Pointing records:
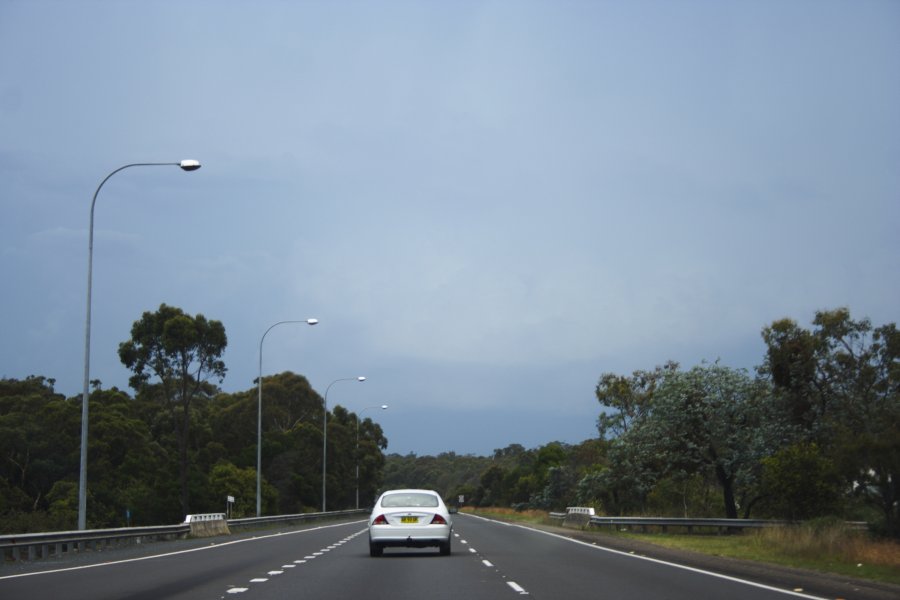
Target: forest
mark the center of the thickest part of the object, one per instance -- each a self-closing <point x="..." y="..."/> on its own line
<point x="814" y="432"/>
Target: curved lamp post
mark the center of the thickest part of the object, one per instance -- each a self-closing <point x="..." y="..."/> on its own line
<point x="382" y="407"/>
<point x="325" y="430"/>
<point x="187" y="165"/>
<point x="259" y="415"/>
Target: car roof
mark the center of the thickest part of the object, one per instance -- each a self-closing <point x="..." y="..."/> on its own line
<point x="410" y="490"/>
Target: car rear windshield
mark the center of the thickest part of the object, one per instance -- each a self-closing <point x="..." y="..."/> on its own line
<point x="410" y="499"/>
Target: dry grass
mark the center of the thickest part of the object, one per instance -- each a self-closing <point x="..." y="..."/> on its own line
<point x="830" y="542"/>
<point x="531" y="516"/>
<point x="827" y="546"/>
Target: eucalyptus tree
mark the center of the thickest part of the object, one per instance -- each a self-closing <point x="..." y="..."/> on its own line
<point x="710" y="421"/>
<point x="172" y="355"/>
<point x="840" y="384"/>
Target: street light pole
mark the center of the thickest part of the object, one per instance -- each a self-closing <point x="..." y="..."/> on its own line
<point x="325" y="430"/>
<point x="259" y="416"/>
<point x="186" y="165"/>
<point x="382" y="407"/>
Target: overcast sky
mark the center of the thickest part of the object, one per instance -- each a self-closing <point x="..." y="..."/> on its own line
<point x="487" y="205"/>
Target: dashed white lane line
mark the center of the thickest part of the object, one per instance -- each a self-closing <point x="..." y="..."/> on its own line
<point x="239" y="590"/>
<point x="517" y="588"/>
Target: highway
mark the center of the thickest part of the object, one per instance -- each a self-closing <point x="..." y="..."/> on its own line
<point x="490" y="560"/>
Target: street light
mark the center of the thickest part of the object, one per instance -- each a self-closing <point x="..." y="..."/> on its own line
<point x="382" y="407"/>
<point x="259" y="414"/>
<point x="325" y="430"/>
<point x="187" y="165"/>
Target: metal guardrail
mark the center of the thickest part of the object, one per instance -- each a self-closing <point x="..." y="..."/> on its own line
<point x="31" y="546"/>
<point x="663" y="523"/>
<point x="298" y="518"/>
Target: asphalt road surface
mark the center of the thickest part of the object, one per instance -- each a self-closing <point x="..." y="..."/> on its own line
<point x="490" y="560"/>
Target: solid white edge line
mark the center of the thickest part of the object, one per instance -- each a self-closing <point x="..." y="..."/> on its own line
<point x="656" y="560"/>
<point x="177" y="552"/>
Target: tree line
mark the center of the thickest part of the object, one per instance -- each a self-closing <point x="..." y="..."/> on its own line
<point x="814" y="432"/>
<point x="178" y="444"/>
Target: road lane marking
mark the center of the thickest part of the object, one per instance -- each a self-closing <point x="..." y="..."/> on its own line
<point x="177" y="552"/>
<point x="655" y="560"/>
<point x="518" y="588"/>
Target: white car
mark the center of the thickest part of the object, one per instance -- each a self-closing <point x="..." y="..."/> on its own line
<point x="410" y="519"/>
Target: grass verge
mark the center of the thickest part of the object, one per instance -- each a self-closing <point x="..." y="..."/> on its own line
<point x="824" y="547"/>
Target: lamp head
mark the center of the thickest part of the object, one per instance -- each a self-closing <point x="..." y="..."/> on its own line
<point x="189" y="165"/>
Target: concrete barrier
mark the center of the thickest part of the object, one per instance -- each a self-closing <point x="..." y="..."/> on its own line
<point x="578" y="516"/>
<point x="208" y="525"/>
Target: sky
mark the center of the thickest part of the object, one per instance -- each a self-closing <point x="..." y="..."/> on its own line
<point x="486" y="205"/>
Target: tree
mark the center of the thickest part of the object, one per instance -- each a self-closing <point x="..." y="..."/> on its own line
<point x="182" y="353"/>
<point x="630" y="398"/>
<point x="710" y="420"/>
<point x="840" y="383"/>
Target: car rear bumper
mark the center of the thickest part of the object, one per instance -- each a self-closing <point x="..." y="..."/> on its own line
<point x="410" y="537"/>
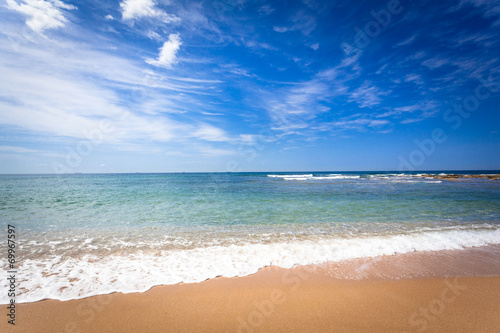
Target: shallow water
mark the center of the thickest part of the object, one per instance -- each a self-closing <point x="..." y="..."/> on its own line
<point x="81" y="235"/>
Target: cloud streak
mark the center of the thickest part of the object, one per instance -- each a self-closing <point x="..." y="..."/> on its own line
<point x="168" y="52"/>
<point x="42" y="15"/>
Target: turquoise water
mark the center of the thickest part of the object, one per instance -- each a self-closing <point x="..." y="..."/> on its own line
<point x="189" y="227"/>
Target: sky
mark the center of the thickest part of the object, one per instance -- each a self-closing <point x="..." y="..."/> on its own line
<point x="248" y="85"/>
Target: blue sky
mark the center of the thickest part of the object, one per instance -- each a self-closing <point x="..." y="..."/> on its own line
<point x="168" y="86"/>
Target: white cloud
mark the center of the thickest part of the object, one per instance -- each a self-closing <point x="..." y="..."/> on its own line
<point x="266" y="10"/>
<point x="435" y="62"/>
<point x="42" y="15"/>
<point x="168" y="51"/>
<point x="17" y="149"/>
<point x="210" y="133"/>
<point x="417" y="79"/>
<point x="406" y="41"/>
<point x="367" y="95"/>
<point x="280" y="29"/>
<point x="136" y="9"/>
<point x="301" y="22"/>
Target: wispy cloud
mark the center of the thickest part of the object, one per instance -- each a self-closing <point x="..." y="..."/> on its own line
<point x="301" y="21"/>
<point x="435" y="62"/>
<point x="137" y="9"/>
<point x="168" y="51"/>
<point x="367" y="95"/>
<point x="42" y="14"/>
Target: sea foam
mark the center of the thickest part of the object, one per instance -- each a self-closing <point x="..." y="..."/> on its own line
<point x="65" y="278"/>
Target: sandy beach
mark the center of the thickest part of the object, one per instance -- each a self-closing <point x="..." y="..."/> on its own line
<point x="301" y="299"/>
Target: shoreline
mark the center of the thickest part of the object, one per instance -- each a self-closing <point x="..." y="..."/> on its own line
<point x="301" y="299"/>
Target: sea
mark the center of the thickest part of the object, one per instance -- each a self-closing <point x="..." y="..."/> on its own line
<point x="80" y="235"/>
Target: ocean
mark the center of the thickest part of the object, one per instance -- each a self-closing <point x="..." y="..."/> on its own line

PROBLEM DESCRIPTION:
Rewrite all of the material above, replacing "thickest part" with "widest part" wherever it occurs and changing nothing else. Leave the pictures out of your answer.

OUTPUT FOR THIS EXERCISE:
Target: forest
mark the center of the widest part of the object, one per instance -- each a self-closing <point x="..." y="..."/> on its own line
<point x="814" y="432"/>
Target: curved lamp post
mark the center of the widest part of the object, one per instance -- each a self-closing <point x="..." y="..."/> on its own line
<point x="382" y="407"/>
<point x="325" y="430"/>
<point x="187" y="165"/>
<point x="259" y="415"/>
Target: car roof
mark the center of the widest part of the object, one per instance -- each a self-closing <point x="..." y="..."/> on its own line
<point x="410" y="490"/>
Target: car rear windshield
mark the center of the widest part of the object, one per instance -- each a self-closing <point x="..." y="..."/> on its own line
<point x="410" y="499"/>
Target: dry grass
mark the center of the widest part of the object, one per instance -- each a self-closing <point x="..." y="..."/> on its own line
<point x="830" y="542"/>
<point x="531" y="516"/>
<point x="827" y="546"/>
Target: eucalyptus tree
mark the center of the widest part of the object, one per instance -- each a self-closing <point x="..." y="..."/> on its own line
<point x="710" y="421"/>
<point x="172" y="355"/>
<point x="840" y="384"/>
Target: street light pole
mark the center of the widest part of the object, one per instance -- each a self-closing <point x="..." y="..."/> on its own line
<point x="325" y="430"/>
<point x="259" y="416"/>
<point x="186" y="165"/>
<point x="382" y="407"/>
Target: overcast sky
mark the center of the widest part of the object, one per instance -- each a self-closing <point x="..." y="..."/> on its own line
<point x="487" y="205"/>
Target: dashed white lane line
mark the center of the widest part of the object, one per instance -- each a self-closing <point x="..." y="..."/> on its own line
<point x="239" y="590"/>
<point x="517" y="588"/>
Target: highway
mark the center of the widest part of the object, one per instance -- each a self-closing <point x="..." y="..."/> on its own line
<point x="490" y="560"/>
Target: street light
mark the center of the widest part of the object, one per instance -- each a self-closing <point x="..." y="..."/> on its own line
<point x="382" y="407"/>
<point x="259" y="414"/>
<point x="325" y="430"/>
<point x="187" y="165"/>
Target: metal guardrail
mark the center of the widest part of the object, one per instance -- each a self-closing <point x="..." y="..."/> on its own line
<point x="31" y="546"/>
<point x="663" y="523"/>
<point x="298" y="518"/>
Target: asphalt road surface
mark the center of the widest part of the object, one per instance -- each a self-closing <point x="..." y="..."/> on its own line
<point x="490" y="560"/>
Target: solid white edge line
mark the center of the widest part of the object, one per instance -- each a self-closing <point x="..." y="..."/> on its own line
<point x="656" y="560"/>
<point x="177" y="552"/>
Target: tree line
mark the center of the widest part of the object, one per instance -- each a self-closing <point x="..." y="..."/> on its own line
<point x="814" y="432"/>
<point x="178" y="444"/>
Target: road lane marking
mark the center of the widest part of the object, one per instance -- each a self-closing <point x="..." y="..."/> on its own line
<point x="177" y="552"/>
<point x="655" y="560"/>
<point x="518" y="588"/>
Target: white car
mark the center of the widest part of the object, one per instance -- each a self-closing <point x="..." y="..."/> on its own line
<point x="410" y="519"/>
Target: grass verge
mark the center of the widest part of the object, one per instance -- each a self-closing <point x="..." y="..."/> on its own line
<point x="824" y="547"/>
Target: lamp head
mark the center of the widest part of the object, one per instance -- each a self-closing <point x="..." y="..."/> on its own line
<point x="189" y="165"/>
Target: concrete barrier
mark the center of the widest part of the object, one per instance -- each a self-closing <point x="..." y="..."/> on its own line
<point x="578" y="516"/>
<point x="208" y="525"/>
Target: sky
mark the center of the widest part of the object, one per instance -- each a self-closing <point x="..." y="..."/> on its own line
<point x="486" y="205"/>
Target: tree
mark the center of the widest part of the object, one per instance -- each a self-closing <point x="..." y="..."/> on its own line
<point x="182" y="353"/>
<point x="630" y="398"/>
<point x="710" y="420"/>
<point x="840" y="383"/>
Target: car rear bumper
mark the center of the widest part of the object, one per instance -- each a self-closing <point x="..." y="..."/> on its own line
<point x="410" y="537"/>
Target: shallow water
mark the center of the widest part of the object, one per instance -- each a self-closing <point x="..." y="..."/> on its own line
<point x="81" y="235"/>
Target: cloud streak
mark the center of the widest part of the object, one per instance -- each a self-closing <point x="..." y="..."/> on its own line
<point x="168" y="52"/>
<point x="42" y="15"/>
Target: turquoise water
mark the center of the widest part of the object, one per instance -- each a self-closing <point x="..." y="..."/> on its own line
<point x="189" y="227"/>
Target: sky
mark the center of the widest part of the object, one per instance -- each a self-closing <point x="..." y="..."/> on its own line
<point x="248" y="85"/>
Target: blue sky
mark the center of the widest part of the object, one per instance -- each a self-closing <point x="..." y="..."/> on its own line
<point x="168" y="86"/>
Target: white cloud
mark the center of the widest part of the object, one per instance -- each a self-closing <point x="..." y="..."/> on its own line
<point x="266" y="10"/>
<point x="435" y="62"/>
<point x="42" y="15"/>
<point x="168" y="51"/>
<point x="17" y="149"/>
<point x="210" y="133"/>
<point x="417" y="79"/>
<point x="406" y="41"/>
<point x="367" y="95"/>
<point x="280" y="29"/>
<point x="136" y="9"/>
<point x="301" y="22"/>
Target: wispy cloud
mark the center of the widest part of the object, one per instance -- each a self-closing <point x="..." y="..."/> on its own line
<point x="301" y="21"/>
<point x="435" y="62"/>
<point x="137" y="9"/>
<point x="168" y="51"/>
<point x="367" y="95"/>
<point x="42" y="14"/>
Target: sea foam
mark the center of the widest part of the object, one per instance -- each a self-closing <point x="..." y="..."/> on its own line
<point x="65" y="278"/>
Target: sandy beach
mark the center of the widest part of the object, one per instance -- each a self-closing <point x="..." y="..."/> on its own line
<point x="301" y="299"/>
Target: shoreline
mark the center of the widest part of the object, one per instance -- each a self-closing <point x="..." y="..."/> on its own line
<point x="301" y="299"/>
Target: sea
mark the center of the widest part of the object, one per instance -- each a self-closing <point x="..." y="..."/> on its own line
<point x="80" y="235"/>
Target: ocean
mark the center of the widest part of the object, one per instance -- each a self-closing <point x="..." y="..."/> on its own line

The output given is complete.